TEXT PASSAGE:
==================================================

They’d joked one time about opening a restaurant together. Then circumstances changed and Amberleigh Brownson and Eric Truglas found themselves working furiously through January to remodel a site at 1200 Cornwall, previously home to I and Wife Thai Restaurant. Today, just a few weeks into its first day open, Eat is a fabulous, cozy, French-style American bistro and bar where the two are co-partners with French chef Dominique Faury and CFO Jeff Kahn.
There’s a ton of pedigree at Eat. French native Faury left a position as corporate chef at Google in Palo Alto to come to Bellingham, while Truglas was previously the culinary whizz at Semiahmoo Resort. Both chefs are passionate about all things local and sustainable, and they’re joined in business by Brownson, herself a seasoned sommelier and restaurant operator. The group’s attention to detail is evident long before a plate of food is placed in front of you.
The Wall of Fame is a great example. Walk in and it’s right in front of you: professional photographs of county cheesemakers, distillers, farmers, winemakers and fishermen.
“We wanted our guests to meet their ingredient suppliers on a first-name basis and pay homage to what they do, because farm-to-table is our basic concept,” Brownson said.
She compiled the wine list, a great mix of Pacific Northwest, Canadian, Spanish, Argentinian and French wines. But a pillar near the bar also bears testament to her passion, one she converted into a piece of art that took 10 years and 14 hours in the making.
“It’s made out of the foil you cut away from the wine bottle – material I spent ten years collecting and saving for a special piece of art!” she said.
Inside the 100-seat eatery expect bright colors, comfy seating with an L-shaped banquet lining the walls and a fun, unpretentious vibe. That was important to the four partners who named their company “Restaurant Fools LLC.”
“French food tends to have a reputation of being fine dining, which we’re not, but we are in a way,” Brownson said. “There’s nothing pretentious about EAT. In our décor and style, we were going for welcoming, comfortable and elegant, reflected in the meals, the drinks menu and the service. It’s comforting, home food, American style but prepared in a traditional French way with affordable pricing.”
There are two soups daily at Eat: a seafood chowder and a special, and I couldn’t resist the day’s special the morning I popped in: a hearty kale soup that tasted wholesome and delicious, with none of the thick, rooty crunchiness of uncooked kale.

==================================================

Natural-language object grounding data:

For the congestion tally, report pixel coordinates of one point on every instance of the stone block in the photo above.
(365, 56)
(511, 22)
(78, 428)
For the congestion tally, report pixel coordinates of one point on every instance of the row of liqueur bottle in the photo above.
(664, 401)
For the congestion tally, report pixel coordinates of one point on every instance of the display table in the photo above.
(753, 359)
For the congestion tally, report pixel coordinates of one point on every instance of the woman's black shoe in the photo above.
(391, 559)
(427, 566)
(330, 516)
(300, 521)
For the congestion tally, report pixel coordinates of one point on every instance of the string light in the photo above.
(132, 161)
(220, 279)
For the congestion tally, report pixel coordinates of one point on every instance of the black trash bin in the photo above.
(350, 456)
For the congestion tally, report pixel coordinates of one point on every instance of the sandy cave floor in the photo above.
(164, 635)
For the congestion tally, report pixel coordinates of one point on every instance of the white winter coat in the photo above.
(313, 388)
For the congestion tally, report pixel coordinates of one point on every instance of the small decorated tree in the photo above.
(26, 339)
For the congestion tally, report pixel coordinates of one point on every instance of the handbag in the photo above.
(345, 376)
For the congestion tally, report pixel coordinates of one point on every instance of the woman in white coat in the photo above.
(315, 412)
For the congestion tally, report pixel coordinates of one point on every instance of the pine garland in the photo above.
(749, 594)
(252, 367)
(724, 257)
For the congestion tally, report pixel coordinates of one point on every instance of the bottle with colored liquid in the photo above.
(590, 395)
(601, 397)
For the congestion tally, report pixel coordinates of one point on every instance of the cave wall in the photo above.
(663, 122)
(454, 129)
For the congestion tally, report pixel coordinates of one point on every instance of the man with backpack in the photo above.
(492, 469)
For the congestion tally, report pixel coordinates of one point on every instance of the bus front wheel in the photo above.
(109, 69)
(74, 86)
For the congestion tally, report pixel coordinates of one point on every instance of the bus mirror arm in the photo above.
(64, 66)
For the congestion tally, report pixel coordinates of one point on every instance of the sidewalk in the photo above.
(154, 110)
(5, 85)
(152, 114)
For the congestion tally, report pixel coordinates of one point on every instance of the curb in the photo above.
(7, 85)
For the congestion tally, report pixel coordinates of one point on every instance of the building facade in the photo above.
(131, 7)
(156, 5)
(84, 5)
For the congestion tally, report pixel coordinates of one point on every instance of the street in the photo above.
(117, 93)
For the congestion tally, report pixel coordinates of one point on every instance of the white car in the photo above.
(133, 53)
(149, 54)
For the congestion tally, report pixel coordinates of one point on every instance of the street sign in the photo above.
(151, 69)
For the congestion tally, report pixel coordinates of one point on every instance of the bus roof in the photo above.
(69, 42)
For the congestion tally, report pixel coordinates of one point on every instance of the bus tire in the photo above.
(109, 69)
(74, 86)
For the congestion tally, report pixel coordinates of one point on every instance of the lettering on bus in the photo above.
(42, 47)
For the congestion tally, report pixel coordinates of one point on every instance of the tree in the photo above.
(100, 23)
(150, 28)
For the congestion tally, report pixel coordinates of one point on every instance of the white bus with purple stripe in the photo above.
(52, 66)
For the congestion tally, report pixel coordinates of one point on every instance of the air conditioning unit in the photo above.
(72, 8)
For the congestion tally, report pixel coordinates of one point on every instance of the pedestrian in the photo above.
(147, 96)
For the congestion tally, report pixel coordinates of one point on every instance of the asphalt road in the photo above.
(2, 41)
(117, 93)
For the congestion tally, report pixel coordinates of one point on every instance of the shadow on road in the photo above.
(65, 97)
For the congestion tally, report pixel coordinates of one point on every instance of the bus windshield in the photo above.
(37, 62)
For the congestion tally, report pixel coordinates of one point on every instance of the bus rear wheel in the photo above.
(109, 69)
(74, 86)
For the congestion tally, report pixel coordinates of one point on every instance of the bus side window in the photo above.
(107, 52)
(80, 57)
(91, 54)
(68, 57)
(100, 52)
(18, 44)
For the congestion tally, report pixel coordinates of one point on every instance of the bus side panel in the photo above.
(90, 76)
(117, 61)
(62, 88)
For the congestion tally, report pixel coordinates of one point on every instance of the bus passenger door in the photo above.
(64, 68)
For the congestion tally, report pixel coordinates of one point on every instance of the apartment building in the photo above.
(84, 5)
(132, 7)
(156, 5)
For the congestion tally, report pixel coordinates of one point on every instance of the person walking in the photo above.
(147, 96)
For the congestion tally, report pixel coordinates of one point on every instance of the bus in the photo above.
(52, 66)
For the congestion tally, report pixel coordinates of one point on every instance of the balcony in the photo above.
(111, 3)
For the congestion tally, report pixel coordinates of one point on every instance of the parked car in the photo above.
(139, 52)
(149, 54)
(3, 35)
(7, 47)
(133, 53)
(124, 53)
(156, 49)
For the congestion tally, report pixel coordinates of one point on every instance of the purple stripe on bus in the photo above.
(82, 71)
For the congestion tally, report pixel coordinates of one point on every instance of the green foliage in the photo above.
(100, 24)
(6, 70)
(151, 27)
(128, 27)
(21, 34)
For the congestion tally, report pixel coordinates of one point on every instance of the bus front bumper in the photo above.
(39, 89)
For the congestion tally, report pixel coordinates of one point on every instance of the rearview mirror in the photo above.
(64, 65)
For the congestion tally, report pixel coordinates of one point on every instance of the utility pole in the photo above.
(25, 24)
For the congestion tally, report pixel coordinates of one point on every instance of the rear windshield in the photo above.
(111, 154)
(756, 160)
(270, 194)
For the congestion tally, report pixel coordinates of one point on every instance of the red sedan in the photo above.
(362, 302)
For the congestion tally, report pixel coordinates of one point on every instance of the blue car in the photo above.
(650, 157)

==================================================

PROBLEM 1:
Answer these questions about the article on Eat:
(a) Where did Dominique Faury hold the position of corporate chef before coming to Bellingham?
(b) What material is the art on the pillar near the bar made from?
(c) How many seats does the eatery have?
PROBLEM 2: In the article on Eat, rewrite the passage between "The Wall of" and "in the making.", inclusive, replacing "pillar" with "column".
PROBLEM 3: Pick up the article on Eat after its final sentence and keep writing it.

EXPECTED ANSWER 1:
(a) At Google in Palo Alto.
(b) The foil cut away from wine bottles.
(c) 100.

EXPECTED ANSWER 2:
The Wall of Fame is a great example. Walk in and it’s right in front of you: professional photographs of county cheesemakers, distillers, farmers, winemakers and fishermen.
“We wanted our guests to meet their ingredient suppliers on a first-name basis and pay homage to what they do, because farm-to-table is our basic concept,” Brownson said.
She compiled the wine list, a great mix of Pacific Northwest, Canadian, Spanish, Argentinian and French wines. But a column near the bar also bears testament to her passion, one she converted into a piece of art that took 10 years and 14 hours in the making.

EXPECTED ANSWER 3:
At $4 a cup (and it was more like a bowl than a cup!) it was a terrific start with a super-healthy kick. A salad is my go-to lunch staple so I chose the Cloud Mountain Market Salad, adding a salmon protein. The $11 bowl was tasty, filling and fresh, while the wild salmon was grilled to perfection and not in the least bit dry.
My companion tried the EAT Poke Bowl, a combination of ratatouille, basmati rice and a choice of chicken curry, ahi tuna or beef stew ($8). It was a fabulous lunch dish with just the right combination of healthiness, flavor and innovation, the kind of meal you’d never throw together at home.
There are lots of French-style foods on the menu, including croquet sandwiches ($10-$12), lemon meringue eclairs ($7), poutine with confit chicken gizzards, Parisian rosemary artisan bread tartine raclette ($6) and charcuterie. But don’t be confused by the fancy names – it’s all familiar foods we know and love, containing local ingredients straight from the source and priced very reasonably.
In the summer a patio will open with seating for an additional 30 diners. Til then, stop in for lunch or dinner, or brunch on weekends, when the options include onion tarte quiche, brioche French toast stuffed with almond crème patisserie and an omelet soufflé. Friday and Saturday nights there’s live entertainment, too. I’m placing bets that Eat will quickly rise to the top of Whatcom County diners’ favorite restaurants for its combination of style, innovative food and hip, social atmosphere.